REQUIREMENT. What follows is a block of records; reproduce all of it verbatim.

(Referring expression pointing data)
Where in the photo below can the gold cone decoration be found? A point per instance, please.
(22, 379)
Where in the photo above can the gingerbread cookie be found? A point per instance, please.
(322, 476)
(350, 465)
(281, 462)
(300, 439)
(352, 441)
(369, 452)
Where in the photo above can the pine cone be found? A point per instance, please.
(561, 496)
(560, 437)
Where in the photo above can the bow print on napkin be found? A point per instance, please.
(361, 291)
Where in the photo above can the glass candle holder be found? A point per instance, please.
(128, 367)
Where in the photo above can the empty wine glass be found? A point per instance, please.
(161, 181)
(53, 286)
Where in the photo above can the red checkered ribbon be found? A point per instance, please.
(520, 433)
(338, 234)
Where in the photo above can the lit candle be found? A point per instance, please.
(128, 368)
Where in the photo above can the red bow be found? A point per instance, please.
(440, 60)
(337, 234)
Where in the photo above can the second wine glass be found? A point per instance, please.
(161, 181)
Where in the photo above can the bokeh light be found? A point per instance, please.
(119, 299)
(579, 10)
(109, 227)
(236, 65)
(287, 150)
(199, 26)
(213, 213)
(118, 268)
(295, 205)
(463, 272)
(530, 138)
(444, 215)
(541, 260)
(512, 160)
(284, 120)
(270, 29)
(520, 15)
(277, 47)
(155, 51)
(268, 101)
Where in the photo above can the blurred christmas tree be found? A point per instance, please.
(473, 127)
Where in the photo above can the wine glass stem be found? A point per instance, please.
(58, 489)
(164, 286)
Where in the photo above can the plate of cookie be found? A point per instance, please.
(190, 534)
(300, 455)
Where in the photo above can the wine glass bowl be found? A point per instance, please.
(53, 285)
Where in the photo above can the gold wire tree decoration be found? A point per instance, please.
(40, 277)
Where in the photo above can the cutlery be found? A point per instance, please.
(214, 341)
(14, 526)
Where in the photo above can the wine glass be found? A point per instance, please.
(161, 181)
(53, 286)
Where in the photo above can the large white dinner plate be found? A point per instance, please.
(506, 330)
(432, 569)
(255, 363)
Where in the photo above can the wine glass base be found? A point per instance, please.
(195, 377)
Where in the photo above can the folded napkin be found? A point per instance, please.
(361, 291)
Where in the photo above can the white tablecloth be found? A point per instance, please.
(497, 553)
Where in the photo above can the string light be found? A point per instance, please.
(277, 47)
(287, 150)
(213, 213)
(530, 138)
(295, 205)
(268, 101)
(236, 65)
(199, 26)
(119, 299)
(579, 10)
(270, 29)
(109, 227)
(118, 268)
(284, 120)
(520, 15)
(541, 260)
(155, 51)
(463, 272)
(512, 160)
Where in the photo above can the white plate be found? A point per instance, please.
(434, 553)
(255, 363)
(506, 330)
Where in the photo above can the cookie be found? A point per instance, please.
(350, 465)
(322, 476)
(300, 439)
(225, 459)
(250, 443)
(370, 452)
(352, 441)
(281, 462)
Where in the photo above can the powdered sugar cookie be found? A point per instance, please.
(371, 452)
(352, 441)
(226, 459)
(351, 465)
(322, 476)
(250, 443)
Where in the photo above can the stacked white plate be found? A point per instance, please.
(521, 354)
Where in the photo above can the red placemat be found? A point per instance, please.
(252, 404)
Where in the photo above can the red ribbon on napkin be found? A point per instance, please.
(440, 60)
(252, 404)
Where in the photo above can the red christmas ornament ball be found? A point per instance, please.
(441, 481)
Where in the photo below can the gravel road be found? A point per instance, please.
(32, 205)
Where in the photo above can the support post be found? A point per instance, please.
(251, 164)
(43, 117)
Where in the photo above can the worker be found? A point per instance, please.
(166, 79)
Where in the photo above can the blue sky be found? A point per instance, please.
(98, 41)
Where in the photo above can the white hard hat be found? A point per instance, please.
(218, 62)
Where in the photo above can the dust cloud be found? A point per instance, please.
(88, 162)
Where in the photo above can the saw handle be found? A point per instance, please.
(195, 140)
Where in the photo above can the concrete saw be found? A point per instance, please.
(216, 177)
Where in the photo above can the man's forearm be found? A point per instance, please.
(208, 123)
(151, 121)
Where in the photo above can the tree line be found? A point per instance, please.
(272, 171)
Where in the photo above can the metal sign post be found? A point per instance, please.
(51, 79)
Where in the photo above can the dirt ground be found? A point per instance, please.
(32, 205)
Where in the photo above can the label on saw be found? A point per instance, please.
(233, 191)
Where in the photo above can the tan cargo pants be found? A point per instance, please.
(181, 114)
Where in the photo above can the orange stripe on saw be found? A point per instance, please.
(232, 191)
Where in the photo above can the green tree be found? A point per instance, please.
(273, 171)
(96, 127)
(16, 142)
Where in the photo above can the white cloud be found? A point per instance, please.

SOLUTION TO THIS EXERCISE.
Where in the photo below can the gold cone decoration be found? A point per instance, please.
(22, 379)
Where in the photo above can the gingerbread cookie be found? A point per instance, please.
(322, 476)
(350, 465)
(281, 462)
(300, 439)
(352, 441)
(369, 452)
Where in the photo above can the pine cone be found? A point per instance, please.
(561, 496)
(560, 437)
Where in the photo above can the bow print on napkin be found? A point per instance, please.
(361, 291)
Where in the photo above can the glass candle holder be found? A point per instance, please.
(128, 367)
Where in the photo above can the empty wine glass be found? A point per instance, please.
(161, 181)
(53, 286)
Where in the photo above can the red checkered ribbon be found? A point per instance, please.
(520, 433)
(338, 234)
Where in the photo above can the lit candle be found? A point per instance, please.
(128, 368)
Where in the photo above can the red bow be found? A point per instance, please.
(440, 60)
(337, 234)
Where in the photo above can the second wine glass be found? A point per instance, please.
(161, 181)
Where in the photo above can the bokeh light be found? A point per instance, please.
(119, 299)
(579, 10)
(109, 227)
(236, 65)
(287, 150)
(199, 26)
(213, 213)
(118, 268)
(295, 205)
(463, 272)
(530, 138)
(444, 215)
(541, 260)
(512, 160)
(284, 120)
(270, 29)
(520, 15)
(277, 47)
(155, 51)
(268, 101)
Where in the photo above can the blurred christmas tree be found? A point per instance, please.
(473, 127)
Where in the photo above can the wine glass stem be found? A point per instance, please.
(58, 489)
(164, 286)
Where in the photo above can the plate of cookie be found? A point per instance, please.
(190, 534)
(300, 455)
Where in the photo above can the wine glass bowl be found? A point per instance, please.
(53, 285)
Where in the photo above can the gold wire tree decoration be found? A point per instance, please.
(40, 277)
Where in the photo above can the cutlery be found? A point per instance, please.
(214, 341)
(14, 526)
Where in the photo above can the wine glass be found? A point per instance, please.
(161, 181)
(53, 286)
Where in the photo above can the large white dinner plate be found? A point per instance, please.
(506, 330)
(432, 569)
(255, 363)
Where in the photo above can the wine glass base be found? A point per instance, please.
(195, 377)
Where in the photo above can the folded napkin be found? A point per instance, please.
(361, 291)
Where in the photo above can the white tablecloth be found? A point per instance, please.
(497, 553)
Where in the photo above can the string light be found? A point per instance, please.
(277, 47)
(287, 150)
(213, 213)
(530, 138)
(295, 205)
(268, 101)
(236, 65)
(199, 26)
(119, 299)
(579, 10)
(270, 29)
(109, 227)
(118, 268)
(284, 120)
(520, 15)
(541, 260)
(155, 51)
(463, 272)
(512, 160)
Where in the photo above can the white plate be found? A point per instance, please.
(434, 553)
(255, 363)
(506, 330)
Where in the photo above can the cookie be found? A point per instance, please.
(350, 465)
(322, 476)
(300, 439)
(225, 459)
(250, 443)
(370, 452)
(352, 441)
(281, 462)
Where in the photo above can the powdered sugar cookie be found? A point per instance, please.
(371, 452)
(352, 441)
(226, 459)
(351, 465)
(322, 476)
(250, 443)
Where in the photo above can the stacked white plate be found? A point per instance, please.
(521, 354)
Where in the photo above can the red placemat be found? A point per instance, please.
(252, 404)
Where in the photo above can the red ribbon on napkin be found? A point per instance, please.
(440, 60)
(252, 404)
Where in the photo above can the red christmas ornament ball be found? A point per instance, please.
(441, 481)
Where in the photo below can the gravel road be found? A point per instance, please.
(32, 205)
Where in the photo above can the support post be found? A point per instance, please.
(251, 164)
(43, 117)
Where in the photo above can the worker be found? A point per instance, please.
(166, 79)
Where in the photo above can the blue sky be found? A point per instance, please.
(98, 41)
Where in the photo above can the white hard hat be found? A point per instance, please.
(218, 62)
Where in the photo above can the dust cloud be found? A point per instance, please.
(88, 162)
Where in the photo above can the saw handle be found? A point per instance, please.
(195, 140)
Where in the photo above can the concrete saw be found? A point per instance, please.
(216, 177)
Where in the photo above can the man's forearm be found? A point per instance, please.
(208, 123)
(151, 121)
Where in the photo above can the tree line be found? A point per instance, please.
(272, 171)
Where in the photo above can the metal sign post be found? A point per instance, please.
(51, 79)
Where in the photo above can the dirt ground be found? A point per instance, please.
(32, 205)
Where in the photo above can the label on saw be found? A point per instance, please.
(233, 191)
Where in the photo above can the tan cargo pants be found? A point per instance, please.
(181, 114)
Where in the photo above can the orange stripe on saw be found? A point per instance, please.
(232, 191)
Where in the photo above can the green tree be found? A point per instance, please.
(273, 171)
(96, 127)
(16, 142)
Where in the photo above can the white cloud be found? A point per instance, please.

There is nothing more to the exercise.